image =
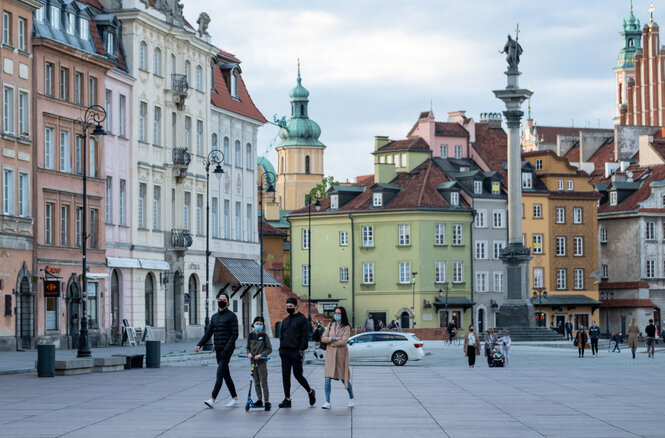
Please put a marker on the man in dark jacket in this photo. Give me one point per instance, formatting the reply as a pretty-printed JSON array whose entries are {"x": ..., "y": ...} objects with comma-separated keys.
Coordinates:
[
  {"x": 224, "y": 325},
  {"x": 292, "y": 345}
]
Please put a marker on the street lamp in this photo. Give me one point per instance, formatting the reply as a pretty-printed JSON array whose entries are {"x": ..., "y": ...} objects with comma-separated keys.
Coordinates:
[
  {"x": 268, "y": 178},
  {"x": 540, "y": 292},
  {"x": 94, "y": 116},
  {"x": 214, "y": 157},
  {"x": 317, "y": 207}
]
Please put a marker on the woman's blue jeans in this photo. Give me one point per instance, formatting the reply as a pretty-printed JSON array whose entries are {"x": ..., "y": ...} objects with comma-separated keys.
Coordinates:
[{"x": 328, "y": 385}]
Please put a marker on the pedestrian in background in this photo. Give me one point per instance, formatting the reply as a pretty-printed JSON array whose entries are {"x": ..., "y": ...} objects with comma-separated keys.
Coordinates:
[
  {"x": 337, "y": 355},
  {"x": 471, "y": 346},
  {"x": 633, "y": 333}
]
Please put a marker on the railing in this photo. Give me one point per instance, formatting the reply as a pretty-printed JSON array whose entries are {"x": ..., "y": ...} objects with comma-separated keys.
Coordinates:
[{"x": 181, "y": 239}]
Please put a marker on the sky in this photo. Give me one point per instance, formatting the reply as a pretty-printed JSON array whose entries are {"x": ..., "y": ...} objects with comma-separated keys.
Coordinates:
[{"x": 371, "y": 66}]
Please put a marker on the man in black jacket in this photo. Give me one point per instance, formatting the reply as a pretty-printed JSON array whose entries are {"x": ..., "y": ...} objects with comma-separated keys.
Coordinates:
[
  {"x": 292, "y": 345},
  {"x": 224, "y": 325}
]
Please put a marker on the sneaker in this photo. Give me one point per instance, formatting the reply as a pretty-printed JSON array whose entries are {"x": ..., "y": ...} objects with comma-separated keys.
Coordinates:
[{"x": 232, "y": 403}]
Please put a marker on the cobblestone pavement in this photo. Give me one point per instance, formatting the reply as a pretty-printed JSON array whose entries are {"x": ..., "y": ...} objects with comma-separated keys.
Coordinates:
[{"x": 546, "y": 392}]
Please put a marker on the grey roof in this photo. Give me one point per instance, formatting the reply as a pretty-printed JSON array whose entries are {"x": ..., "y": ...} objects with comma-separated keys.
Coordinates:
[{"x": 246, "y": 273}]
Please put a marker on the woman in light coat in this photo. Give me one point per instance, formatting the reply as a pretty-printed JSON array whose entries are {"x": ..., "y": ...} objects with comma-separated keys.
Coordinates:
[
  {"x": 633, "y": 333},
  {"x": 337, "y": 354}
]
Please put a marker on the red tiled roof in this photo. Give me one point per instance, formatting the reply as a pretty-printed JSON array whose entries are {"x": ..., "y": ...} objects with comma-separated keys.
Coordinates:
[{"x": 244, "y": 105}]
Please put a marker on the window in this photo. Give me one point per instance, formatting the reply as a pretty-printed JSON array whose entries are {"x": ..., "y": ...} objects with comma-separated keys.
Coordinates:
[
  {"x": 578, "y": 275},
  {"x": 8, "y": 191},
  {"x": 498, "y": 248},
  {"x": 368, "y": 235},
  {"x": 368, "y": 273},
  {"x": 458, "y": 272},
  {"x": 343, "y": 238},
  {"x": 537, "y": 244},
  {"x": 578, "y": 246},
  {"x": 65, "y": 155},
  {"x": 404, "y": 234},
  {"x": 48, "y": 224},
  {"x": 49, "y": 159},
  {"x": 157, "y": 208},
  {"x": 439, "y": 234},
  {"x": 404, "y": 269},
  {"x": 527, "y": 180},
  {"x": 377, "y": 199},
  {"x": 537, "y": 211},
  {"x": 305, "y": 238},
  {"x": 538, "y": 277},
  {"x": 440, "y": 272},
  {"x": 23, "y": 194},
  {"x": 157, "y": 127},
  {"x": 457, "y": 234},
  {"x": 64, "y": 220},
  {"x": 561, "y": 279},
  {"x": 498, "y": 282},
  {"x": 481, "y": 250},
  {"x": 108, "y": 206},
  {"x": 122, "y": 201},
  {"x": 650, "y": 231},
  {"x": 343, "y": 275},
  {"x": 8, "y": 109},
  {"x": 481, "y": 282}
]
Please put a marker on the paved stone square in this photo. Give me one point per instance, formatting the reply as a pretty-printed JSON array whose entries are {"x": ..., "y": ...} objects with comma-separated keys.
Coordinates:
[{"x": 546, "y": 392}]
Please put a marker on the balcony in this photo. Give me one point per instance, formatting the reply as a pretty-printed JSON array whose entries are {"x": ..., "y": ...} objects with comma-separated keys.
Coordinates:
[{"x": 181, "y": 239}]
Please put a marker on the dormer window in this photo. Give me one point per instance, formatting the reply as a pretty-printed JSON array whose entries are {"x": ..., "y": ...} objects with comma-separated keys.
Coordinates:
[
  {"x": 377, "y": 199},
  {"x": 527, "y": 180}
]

▶ _Your objective_
Report every line from the listing above where the string "woman" can be found.

▶ _Task solution_
Please put a marker on the woman's blue jeans in this photo. Give me one point per instance, formatting the reply as a pretty-printed JSON array whose entries are {"x": ..., "y": ...} objects with comma-separated keys.
Please put a marker on the woman in light coat in this photo. Give me one point per instance, formatting the reply as a pretty-printed JSON array whose entries are {"x": ..., "y": ...} objects with comma-separated keys.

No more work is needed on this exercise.